#### DATASET RECORDS ####

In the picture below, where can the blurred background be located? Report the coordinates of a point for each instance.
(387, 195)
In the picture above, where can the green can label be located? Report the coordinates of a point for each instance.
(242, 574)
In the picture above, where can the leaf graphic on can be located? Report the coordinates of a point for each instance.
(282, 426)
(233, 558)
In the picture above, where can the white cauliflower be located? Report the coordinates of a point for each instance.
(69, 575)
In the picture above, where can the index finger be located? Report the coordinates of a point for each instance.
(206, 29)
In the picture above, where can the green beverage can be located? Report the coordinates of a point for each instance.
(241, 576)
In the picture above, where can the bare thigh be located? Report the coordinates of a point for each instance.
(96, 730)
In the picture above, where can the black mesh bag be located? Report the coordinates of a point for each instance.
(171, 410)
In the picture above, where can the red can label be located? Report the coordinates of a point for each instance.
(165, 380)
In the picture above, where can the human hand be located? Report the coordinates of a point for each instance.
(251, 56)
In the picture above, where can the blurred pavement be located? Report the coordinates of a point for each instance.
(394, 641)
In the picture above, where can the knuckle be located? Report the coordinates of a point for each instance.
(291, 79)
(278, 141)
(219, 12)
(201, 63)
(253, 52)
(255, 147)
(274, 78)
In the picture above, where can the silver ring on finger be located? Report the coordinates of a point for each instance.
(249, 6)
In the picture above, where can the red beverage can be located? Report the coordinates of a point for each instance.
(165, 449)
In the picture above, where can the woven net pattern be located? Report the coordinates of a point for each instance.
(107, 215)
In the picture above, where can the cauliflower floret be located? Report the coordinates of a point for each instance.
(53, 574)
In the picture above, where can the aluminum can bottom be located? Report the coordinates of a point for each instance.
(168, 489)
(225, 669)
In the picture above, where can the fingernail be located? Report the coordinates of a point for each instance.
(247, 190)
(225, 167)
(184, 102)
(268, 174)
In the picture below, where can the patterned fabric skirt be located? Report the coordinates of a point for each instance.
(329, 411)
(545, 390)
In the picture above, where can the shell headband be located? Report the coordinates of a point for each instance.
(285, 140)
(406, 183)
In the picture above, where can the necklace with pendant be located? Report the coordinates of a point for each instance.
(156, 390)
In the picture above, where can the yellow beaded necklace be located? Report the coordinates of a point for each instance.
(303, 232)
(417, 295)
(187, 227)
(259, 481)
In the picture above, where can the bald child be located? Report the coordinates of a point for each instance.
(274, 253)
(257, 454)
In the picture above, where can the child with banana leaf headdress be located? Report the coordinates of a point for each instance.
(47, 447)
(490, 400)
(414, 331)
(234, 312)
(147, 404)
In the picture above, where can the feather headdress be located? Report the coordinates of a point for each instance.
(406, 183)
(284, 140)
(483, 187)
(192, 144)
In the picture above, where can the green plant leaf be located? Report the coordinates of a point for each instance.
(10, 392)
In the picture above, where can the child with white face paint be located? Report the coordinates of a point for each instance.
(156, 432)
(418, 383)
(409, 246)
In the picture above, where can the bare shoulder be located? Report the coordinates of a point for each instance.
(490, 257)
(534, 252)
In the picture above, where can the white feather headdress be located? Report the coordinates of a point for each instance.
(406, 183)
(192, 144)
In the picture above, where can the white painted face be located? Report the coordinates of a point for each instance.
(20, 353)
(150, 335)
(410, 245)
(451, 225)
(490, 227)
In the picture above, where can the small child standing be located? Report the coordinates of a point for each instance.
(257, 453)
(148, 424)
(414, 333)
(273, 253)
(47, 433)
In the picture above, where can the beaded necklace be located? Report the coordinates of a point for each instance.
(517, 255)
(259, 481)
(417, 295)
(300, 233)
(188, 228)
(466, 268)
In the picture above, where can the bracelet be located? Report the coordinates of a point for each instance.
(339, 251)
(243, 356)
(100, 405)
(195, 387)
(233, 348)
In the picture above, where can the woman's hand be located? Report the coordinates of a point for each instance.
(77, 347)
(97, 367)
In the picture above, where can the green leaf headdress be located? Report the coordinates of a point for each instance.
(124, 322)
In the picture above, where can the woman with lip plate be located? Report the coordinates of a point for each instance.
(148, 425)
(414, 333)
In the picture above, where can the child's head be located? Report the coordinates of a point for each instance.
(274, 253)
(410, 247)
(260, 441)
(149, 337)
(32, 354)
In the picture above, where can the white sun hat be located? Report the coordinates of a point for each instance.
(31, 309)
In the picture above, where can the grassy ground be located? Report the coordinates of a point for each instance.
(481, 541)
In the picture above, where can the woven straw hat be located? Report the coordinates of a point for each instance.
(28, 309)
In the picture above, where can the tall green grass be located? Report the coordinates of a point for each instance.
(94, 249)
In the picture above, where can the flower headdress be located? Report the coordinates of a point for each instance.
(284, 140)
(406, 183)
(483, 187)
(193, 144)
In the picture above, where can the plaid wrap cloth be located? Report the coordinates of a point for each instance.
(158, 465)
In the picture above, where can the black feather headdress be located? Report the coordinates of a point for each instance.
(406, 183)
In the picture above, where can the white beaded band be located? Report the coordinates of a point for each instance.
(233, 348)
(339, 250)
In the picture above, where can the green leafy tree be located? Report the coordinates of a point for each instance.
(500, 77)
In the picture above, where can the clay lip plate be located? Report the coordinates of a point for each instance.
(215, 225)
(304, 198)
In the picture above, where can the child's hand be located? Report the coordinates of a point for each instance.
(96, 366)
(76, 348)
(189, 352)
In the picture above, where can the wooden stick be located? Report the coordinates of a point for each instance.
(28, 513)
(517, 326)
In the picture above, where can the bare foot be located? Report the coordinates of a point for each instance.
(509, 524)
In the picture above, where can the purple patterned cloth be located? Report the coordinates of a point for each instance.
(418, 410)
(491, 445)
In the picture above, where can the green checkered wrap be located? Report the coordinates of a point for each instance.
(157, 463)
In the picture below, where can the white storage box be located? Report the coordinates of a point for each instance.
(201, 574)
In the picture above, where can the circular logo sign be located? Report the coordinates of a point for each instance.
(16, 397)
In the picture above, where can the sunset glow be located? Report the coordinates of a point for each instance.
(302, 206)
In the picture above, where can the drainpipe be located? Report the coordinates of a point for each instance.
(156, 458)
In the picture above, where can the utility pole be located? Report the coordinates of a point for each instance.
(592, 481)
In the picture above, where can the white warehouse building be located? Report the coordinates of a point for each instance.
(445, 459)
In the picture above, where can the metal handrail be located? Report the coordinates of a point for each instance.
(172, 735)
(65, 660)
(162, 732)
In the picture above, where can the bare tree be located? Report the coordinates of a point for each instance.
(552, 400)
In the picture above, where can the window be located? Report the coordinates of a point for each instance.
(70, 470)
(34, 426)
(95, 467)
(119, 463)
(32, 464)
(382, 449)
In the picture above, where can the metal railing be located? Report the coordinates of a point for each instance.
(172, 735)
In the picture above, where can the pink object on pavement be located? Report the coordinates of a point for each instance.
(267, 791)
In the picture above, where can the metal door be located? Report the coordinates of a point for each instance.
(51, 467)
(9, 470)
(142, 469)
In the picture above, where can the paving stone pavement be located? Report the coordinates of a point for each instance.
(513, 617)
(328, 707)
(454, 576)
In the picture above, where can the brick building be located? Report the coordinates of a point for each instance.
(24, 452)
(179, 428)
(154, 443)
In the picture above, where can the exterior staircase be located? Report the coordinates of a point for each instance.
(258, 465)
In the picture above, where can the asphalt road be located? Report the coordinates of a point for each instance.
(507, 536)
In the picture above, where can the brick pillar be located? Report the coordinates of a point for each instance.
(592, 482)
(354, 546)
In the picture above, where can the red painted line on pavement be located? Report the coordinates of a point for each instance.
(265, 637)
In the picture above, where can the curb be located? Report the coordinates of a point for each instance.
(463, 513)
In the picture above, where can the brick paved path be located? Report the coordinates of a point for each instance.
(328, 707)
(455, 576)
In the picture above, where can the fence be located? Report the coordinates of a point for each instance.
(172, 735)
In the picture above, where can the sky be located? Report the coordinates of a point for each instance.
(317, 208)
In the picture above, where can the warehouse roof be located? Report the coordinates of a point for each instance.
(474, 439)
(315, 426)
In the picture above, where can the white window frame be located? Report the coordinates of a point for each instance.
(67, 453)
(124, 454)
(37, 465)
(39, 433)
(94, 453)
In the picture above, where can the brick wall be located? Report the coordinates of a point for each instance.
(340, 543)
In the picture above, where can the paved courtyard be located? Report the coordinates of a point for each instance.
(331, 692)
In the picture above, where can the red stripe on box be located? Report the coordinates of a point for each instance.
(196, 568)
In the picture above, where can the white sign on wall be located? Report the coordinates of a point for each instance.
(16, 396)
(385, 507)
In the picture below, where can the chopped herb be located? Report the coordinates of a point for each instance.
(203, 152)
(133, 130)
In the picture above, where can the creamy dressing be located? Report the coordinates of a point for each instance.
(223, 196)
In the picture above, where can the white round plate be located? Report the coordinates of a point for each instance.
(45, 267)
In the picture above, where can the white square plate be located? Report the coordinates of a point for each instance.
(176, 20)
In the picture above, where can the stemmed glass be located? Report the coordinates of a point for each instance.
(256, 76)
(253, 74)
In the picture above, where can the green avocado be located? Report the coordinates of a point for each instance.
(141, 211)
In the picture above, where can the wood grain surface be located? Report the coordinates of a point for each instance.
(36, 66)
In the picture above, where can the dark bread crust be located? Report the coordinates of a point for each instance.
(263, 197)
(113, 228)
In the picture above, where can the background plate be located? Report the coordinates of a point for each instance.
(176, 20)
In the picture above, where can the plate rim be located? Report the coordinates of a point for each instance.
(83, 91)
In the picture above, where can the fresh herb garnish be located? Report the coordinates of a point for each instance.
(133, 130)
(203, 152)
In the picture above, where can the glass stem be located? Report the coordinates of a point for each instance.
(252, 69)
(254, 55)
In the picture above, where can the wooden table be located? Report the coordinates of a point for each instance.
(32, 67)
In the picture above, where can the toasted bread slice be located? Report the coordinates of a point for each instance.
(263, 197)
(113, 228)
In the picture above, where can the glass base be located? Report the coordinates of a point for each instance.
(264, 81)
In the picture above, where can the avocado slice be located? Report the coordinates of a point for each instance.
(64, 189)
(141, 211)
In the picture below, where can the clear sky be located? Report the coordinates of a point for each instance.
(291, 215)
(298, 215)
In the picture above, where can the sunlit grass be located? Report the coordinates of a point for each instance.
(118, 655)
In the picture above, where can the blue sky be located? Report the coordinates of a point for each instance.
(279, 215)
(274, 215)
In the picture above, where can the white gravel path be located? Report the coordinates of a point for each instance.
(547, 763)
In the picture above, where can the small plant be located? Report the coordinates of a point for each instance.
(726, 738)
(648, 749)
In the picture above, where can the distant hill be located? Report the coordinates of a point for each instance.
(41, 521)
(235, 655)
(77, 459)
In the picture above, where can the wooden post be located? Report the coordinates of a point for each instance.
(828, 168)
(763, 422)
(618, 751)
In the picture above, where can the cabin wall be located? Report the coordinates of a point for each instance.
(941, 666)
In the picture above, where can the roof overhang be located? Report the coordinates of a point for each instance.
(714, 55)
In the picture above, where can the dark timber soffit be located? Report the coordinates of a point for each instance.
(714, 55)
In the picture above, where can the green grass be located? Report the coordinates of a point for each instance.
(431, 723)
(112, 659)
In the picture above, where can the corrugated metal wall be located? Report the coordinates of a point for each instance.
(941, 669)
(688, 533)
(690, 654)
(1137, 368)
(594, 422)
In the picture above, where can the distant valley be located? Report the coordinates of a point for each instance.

####

* [BRIEF]
Repeat, exactly and only, the lines above from the one containing "In the picture above, where can the wooden post" through the end of the material.

* [SOLVED EXERCISE]
In the picture above, where can the wooden post be located? Report the coordinates of a point for each instance.
(828, 168)
(763, 422)
(618, 751)
In the picture above, where can the cabin wall be located? Report the coordinates of a point for each instance.
(941, 666)
In the picture above, where can the roof overhang be located? Report the coordinates of a point for each instance.
(714, 55)
In the picture above, where can the dark timber soffit be located? Report the coordinates of a point for each instance.
(714, 55)
In the picture above, where can the green grass be located? Report the coordinates of a point for each instance.
(431, 723)
(112, 659)
In the picture above, where can the corrugated metal wall be located? Report the coordinates of a point for each instance.
(941, 669)
(688, 533)
(690, 654)
(1137, 368)
(594, 422)
In the picture above, where can the distant valley be located? Report the coordinates of a point for each instance.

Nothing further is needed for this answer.